本文抜粋 -
▼
彼女の身体はそのとどまる所をしらない食欲に反して、体重は40kg以下まで落ち込んでいた。
彼女は常に胃の痛みに苦しみ、吐血、失神を繰り返した。
そしてついには呼吸困難に陥るようになり、その皮膚には斑点が生じ、唇は紫色に変化したのだ。
彼女を診察した医師達は彼女のその謎の疾病を結核か腸チフス、あるいは心臓病、あるいはまたそれ以外の全く違う病気かもしれない、と診察の度に推測を広げた。
つまり、彼らはその症状が何なのか、全く掴めなかったのである。
そして1910年12月9日、彼女はその短い生涯を静かに終えた。
そして彼女の遺体が解剖されるや否や、発表された死因は医学会、そして北米に凄まじい衝撃を与えたのだ。
それは、文字通り、悪夢だったのである。
当時彼女の主治医だったアレックス・J・マッキントッシュ医師は彼女の解剖後の死因をこのように報告している。
「彼女の死因は胃の中にいたトカゲ(複数)の毒により、身体の全器官が損傷を受けていたことによる」、と。
新聞記者は問いただした。「おい、今彼は、トカゲって言ったか…??」
▲
(データセットの項目)
▼
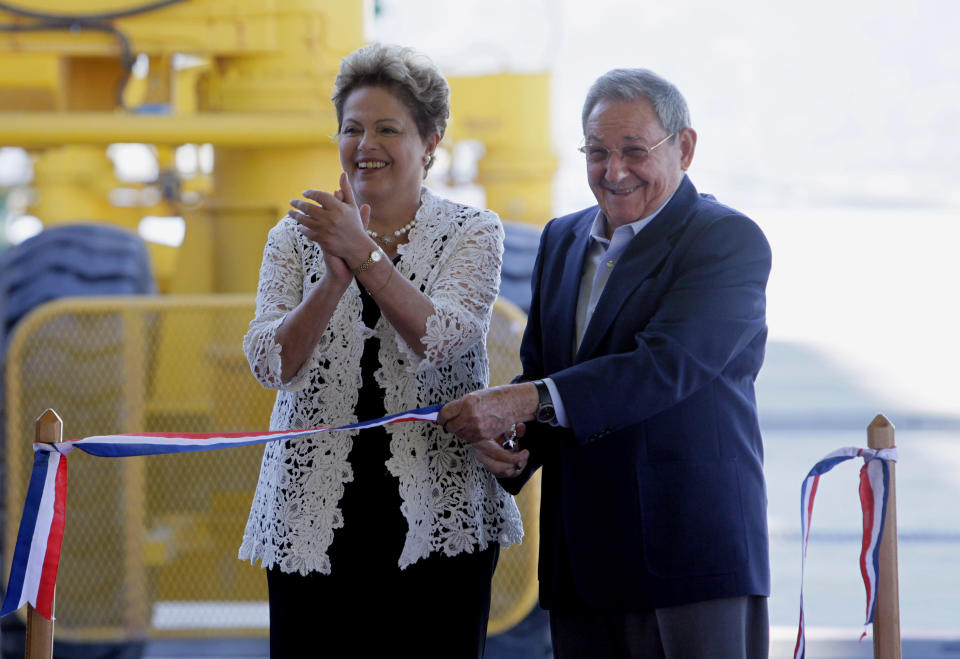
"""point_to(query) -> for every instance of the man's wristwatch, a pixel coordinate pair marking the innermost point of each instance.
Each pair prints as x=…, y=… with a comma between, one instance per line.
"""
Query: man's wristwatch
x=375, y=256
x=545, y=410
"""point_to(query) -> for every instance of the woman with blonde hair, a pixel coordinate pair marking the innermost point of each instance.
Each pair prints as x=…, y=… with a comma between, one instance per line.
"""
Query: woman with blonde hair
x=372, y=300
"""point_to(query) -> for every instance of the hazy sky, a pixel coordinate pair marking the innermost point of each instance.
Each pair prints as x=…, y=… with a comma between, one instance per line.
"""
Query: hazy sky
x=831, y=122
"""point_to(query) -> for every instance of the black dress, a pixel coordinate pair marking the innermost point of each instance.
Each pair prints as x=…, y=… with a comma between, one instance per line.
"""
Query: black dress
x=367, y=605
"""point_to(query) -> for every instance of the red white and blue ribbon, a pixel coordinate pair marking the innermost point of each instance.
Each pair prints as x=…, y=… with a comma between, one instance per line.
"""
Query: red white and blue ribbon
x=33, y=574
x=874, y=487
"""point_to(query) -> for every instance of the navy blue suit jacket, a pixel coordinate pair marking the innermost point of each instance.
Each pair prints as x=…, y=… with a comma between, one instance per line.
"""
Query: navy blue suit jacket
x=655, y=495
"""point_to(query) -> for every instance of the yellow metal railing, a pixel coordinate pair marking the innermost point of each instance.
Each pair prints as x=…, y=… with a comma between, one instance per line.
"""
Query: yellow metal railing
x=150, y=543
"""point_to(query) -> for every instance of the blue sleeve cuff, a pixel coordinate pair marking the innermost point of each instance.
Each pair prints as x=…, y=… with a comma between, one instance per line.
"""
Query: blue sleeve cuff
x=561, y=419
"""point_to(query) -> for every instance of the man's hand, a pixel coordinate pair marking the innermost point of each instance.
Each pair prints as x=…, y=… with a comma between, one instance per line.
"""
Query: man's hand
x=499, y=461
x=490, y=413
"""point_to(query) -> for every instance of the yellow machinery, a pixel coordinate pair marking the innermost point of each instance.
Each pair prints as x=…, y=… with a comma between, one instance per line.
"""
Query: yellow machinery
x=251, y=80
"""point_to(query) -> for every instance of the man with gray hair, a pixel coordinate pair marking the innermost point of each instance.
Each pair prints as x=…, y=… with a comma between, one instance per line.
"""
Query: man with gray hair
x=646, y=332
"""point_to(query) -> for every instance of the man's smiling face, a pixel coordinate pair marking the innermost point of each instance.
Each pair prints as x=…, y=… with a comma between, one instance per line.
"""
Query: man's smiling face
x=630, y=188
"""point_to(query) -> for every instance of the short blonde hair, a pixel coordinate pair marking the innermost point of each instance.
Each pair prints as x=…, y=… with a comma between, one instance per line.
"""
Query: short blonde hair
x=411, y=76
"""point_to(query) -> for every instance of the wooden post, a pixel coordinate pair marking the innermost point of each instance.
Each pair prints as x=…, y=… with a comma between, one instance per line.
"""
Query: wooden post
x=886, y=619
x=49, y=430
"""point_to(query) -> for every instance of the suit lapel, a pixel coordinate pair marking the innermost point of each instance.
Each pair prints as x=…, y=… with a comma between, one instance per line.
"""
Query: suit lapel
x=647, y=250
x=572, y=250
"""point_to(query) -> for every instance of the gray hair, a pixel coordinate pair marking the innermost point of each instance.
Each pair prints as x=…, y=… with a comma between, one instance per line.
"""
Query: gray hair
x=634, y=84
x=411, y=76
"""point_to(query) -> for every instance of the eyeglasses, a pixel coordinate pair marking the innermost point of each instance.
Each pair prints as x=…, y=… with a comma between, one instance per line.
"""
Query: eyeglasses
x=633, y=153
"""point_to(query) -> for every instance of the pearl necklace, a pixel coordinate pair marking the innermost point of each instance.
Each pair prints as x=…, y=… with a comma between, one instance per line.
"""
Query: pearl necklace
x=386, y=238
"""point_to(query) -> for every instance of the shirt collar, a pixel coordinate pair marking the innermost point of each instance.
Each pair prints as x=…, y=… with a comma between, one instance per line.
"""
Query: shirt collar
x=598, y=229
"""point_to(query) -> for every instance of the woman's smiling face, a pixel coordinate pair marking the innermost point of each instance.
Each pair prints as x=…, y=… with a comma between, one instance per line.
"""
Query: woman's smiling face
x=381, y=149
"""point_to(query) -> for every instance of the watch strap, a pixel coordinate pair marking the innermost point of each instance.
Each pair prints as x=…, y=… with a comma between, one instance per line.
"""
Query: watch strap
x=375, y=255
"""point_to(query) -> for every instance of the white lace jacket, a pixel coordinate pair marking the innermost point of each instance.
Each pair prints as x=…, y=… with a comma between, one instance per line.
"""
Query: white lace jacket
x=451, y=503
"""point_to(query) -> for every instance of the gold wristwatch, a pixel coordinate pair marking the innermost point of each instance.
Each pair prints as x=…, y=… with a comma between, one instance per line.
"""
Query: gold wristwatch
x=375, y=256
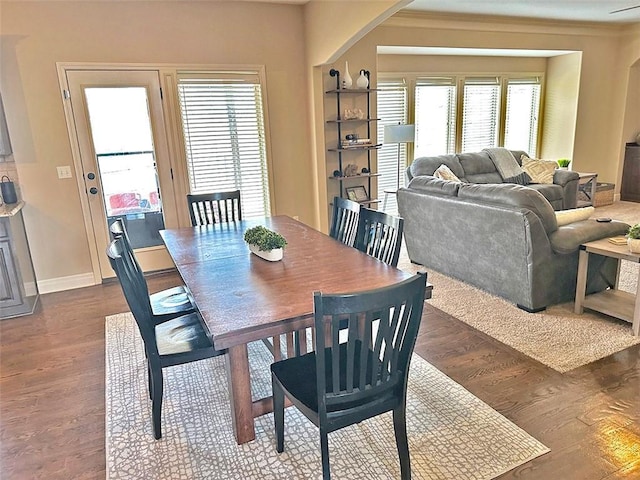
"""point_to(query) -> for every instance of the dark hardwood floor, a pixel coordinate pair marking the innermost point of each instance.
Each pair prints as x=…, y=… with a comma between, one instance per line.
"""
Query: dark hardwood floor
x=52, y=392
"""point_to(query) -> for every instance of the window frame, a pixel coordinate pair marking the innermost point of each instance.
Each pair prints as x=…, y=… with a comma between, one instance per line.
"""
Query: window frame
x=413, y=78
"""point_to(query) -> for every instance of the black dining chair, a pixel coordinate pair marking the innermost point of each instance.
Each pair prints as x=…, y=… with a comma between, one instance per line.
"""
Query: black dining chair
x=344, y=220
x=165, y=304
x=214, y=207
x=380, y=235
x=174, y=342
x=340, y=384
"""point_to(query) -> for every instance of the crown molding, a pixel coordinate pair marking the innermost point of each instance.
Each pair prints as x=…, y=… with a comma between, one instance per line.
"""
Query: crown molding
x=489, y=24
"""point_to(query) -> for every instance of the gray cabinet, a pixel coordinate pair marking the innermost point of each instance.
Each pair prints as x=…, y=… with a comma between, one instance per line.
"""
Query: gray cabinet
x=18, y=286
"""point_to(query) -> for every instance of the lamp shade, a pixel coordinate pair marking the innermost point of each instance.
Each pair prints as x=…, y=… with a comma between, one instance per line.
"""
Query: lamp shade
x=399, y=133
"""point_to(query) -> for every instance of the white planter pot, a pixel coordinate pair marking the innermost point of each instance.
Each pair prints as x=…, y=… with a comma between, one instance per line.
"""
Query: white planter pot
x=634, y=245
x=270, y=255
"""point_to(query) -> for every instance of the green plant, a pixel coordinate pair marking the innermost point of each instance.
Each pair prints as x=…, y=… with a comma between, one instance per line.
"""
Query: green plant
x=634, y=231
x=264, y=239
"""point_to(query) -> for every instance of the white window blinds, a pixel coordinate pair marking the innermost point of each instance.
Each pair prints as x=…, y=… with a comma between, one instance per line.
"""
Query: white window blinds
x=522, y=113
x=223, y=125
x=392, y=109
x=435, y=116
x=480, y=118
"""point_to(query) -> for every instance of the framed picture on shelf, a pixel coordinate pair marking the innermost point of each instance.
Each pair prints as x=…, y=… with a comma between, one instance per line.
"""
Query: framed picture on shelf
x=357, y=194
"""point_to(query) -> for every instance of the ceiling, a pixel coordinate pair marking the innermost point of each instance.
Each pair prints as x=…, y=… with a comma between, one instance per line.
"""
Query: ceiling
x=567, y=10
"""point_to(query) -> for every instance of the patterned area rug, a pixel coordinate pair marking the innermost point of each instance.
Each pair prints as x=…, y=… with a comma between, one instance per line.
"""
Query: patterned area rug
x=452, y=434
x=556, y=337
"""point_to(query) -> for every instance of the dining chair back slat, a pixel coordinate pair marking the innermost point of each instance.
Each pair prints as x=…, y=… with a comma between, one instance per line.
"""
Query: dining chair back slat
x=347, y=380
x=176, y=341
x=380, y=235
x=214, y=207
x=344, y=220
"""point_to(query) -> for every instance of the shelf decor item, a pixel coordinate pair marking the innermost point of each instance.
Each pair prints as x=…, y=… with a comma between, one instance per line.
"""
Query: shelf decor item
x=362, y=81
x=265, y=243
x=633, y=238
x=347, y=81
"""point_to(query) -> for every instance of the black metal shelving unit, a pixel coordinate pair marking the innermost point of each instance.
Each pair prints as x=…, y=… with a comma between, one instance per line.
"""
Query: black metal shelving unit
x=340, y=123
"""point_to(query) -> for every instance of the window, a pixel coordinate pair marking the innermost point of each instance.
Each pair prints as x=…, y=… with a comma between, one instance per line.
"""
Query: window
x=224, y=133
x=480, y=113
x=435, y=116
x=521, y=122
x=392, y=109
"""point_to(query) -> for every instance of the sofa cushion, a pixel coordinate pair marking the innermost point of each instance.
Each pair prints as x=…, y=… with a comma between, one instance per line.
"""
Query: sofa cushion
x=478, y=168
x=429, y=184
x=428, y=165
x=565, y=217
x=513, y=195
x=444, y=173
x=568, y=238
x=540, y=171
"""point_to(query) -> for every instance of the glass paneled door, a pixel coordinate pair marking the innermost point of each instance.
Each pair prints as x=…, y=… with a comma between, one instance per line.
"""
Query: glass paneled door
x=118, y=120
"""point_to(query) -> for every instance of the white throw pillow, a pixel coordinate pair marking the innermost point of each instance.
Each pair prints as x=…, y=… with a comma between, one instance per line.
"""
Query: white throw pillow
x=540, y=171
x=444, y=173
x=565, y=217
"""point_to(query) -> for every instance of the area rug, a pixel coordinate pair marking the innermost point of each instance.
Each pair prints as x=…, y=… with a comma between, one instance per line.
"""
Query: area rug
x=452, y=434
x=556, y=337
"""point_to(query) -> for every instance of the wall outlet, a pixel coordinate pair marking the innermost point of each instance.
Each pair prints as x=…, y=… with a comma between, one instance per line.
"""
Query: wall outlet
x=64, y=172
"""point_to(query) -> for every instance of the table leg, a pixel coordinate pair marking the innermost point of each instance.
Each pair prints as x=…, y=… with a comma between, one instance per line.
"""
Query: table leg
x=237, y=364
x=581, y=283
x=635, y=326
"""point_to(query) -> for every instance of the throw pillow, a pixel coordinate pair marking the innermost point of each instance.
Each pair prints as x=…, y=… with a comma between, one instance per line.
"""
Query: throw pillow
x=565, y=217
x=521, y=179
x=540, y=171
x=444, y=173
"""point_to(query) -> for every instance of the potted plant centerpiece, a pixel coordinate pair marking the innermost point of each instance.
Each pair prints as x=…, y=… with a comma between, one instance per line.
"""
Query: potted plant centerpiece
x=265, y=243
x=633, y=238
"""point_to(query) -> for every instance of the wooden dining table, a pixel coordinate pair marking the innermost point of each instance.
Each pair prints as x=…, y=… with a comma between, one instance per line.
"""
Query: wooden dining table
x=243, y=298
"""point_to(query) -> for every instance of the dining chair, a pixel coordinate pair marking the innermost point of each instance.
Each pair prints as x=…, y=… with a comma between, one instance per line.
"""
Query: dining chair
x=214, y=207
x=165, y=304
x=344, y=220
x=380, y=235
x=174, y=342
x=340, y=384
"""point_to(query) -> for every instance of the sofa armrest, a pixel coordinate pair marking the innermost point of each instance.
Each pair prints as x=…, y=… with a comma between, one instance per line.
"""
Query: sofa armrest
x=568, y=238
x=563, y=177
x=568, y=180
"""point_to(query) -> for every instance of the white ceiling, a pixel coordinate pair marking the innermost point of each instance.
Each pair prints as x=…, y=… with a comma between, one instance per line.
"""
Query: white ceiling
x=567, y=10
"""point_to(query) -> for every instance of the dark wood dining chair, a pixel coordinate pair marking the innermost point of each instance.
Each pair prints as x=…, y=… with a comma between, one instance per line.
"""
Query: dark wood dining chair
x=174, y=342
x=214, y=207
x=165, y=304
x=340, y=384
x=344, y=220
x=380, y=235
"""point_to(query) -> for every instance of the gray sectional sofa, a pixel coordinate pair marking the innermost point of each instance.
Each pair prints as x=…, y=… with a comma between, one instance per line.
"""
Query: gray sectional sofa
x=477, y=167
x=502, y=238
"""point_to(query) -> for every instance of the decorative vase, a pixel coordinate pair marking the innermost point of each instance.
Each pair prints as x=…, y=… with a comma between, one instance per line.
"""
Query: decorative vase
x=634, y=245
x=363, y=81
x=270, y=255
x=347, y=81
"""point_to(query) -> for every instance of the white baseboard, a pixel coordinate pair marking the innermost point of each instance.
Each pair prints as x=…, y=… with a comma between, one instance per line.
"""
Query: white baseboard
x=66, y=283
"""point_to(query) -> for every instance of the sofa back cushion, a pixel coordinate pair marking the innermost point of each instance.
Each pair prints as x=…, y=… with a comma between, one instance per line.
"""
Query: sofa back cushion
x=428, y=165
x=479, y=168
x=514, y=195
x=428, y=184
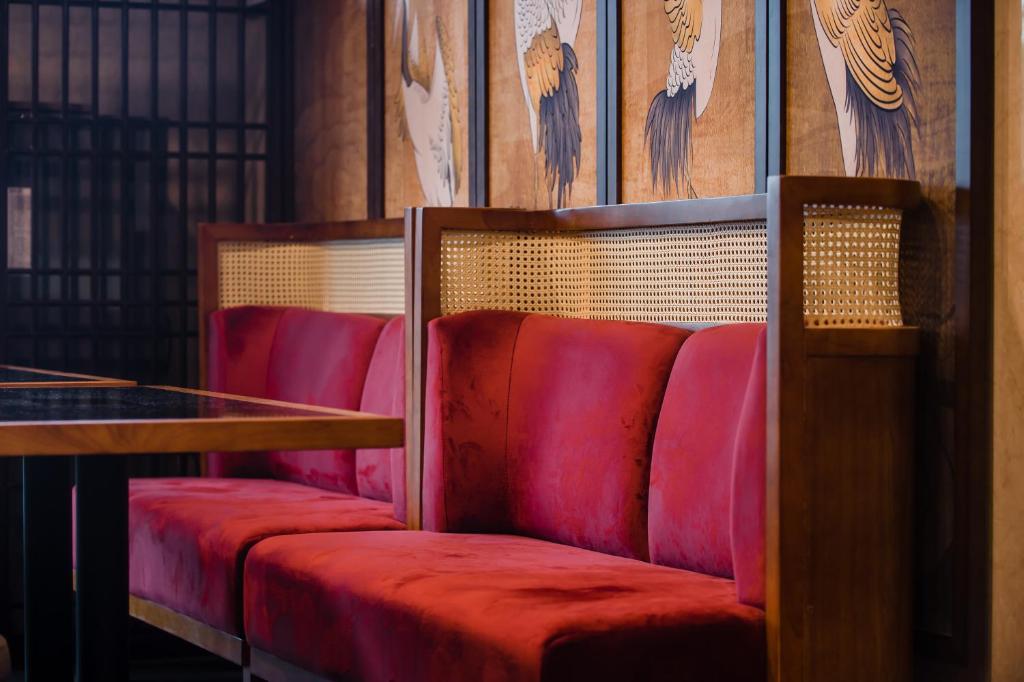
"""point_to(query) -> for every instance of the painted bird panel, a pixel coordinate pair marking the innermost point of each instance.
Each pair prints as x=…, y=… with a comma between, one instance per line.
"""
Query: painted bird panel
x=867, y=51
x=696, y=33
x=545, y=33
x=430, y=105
▲
必要な作業 -
• A. 女性の謎の死を伝える本文から、「彼女の身体はそのとどまる所を」から「それは、文字通り、悪夢だったのである。」に至るまでの全文をそのまま書き写してください。
• B. 女性の謎の死を伝える本文の最後の文に続く部分を書き継いでください。

各課題の解答 -
• A.
彼女の身体はそのとどまる所をしらない食欲に反して、体重は40kg以下まで落ち込んでいた。
彼女は常に胃の痛みに苦しみ、吐血、失神を繰り返した。
そしてついには呼吸困難に陥るようになり、その皮膚には斑点が生じ、唇は紫色に変化したのだ。
彼女を診察した医師達は彼女のその謎の疾病を結核か腸チフス、あるいは心臓病、あるいはまたそれ以外の全く違う病気かもしれない、と診察の度に推測を広げた。
つまり、彼らはその症状が何なのか、全く掴めなかったのである。
そして1910年12月9日、彼女はその短い生涯を静かに終えた。
そして彼女の遺体が解剖されるや否や、発表された死因は医学会、そして北米に凄まじい衝撃を与えたのだ。
それは、文字通り、悪夢だったのである。

• B.
どよめく記者をよそに彼は落ち着き払って続けた。
「彼女の胃の中にトカゲがいた事に疑問の余地はない。事実、私は彼女の胃の中から取り出した数匹のトカゲのうち、最も大きかった2匹を研究室のビンに入れて保存している。」
そして彼は彼女の胃の中から複数の卵を発見した事を付け加え、更にいくつかの事実を発表した。
まずトカゲは長期に渡って彼女の胃の中で生き続けていた事、また死後、彼女の家族からの話で昔彼女がミラーズバーグ付近の泉で水をすくって飲んだ事、そして彼の見解ではおそらくその時に彼女は偶然にも水中に紛れた小さなトカゲの卵を飲み込んでしまったのだろうと話した。
ハーマンが死ぬ数日前、彼は彼女に強い薬を与えた。
彼はハーマンがサナダムシの寄生に苦しんでいるのではないかと考えたのである。
そして薬を飲んだ彼女は確かに、「のど元まで何かが這い上がって来る感覚」を彼に語ったという。
「彼女の胃から発見されたトカゲはそれぞれ長さ7.5cm程で、うち一匹は他のトカゲよりも大分大きく成長していた。また他に数匹の小さいトカゲがいたが、うち大きいもの2匹を保存した。それらは頭部、口、尻尾、などを備えた完全な姿である。」
と話して医師は発表を終えた。
この不気味な事件は地元メディアの報道合戦の格好のネタになった。
各新聞社はこぞって事件を大きな文字と派手な見出しで飾り、この特大スクープを我先にと報じたのである。
「2匹の巨大トカゲが原因で死亡」「13年間、少女の胃の中に生きたトカゲに毒されて死亡」、といった具合である。
ロヴァ・J・ハーマン、家族からはロヴィーと呼ばれていた彼女は幼い頃から病気に苦しんでいた。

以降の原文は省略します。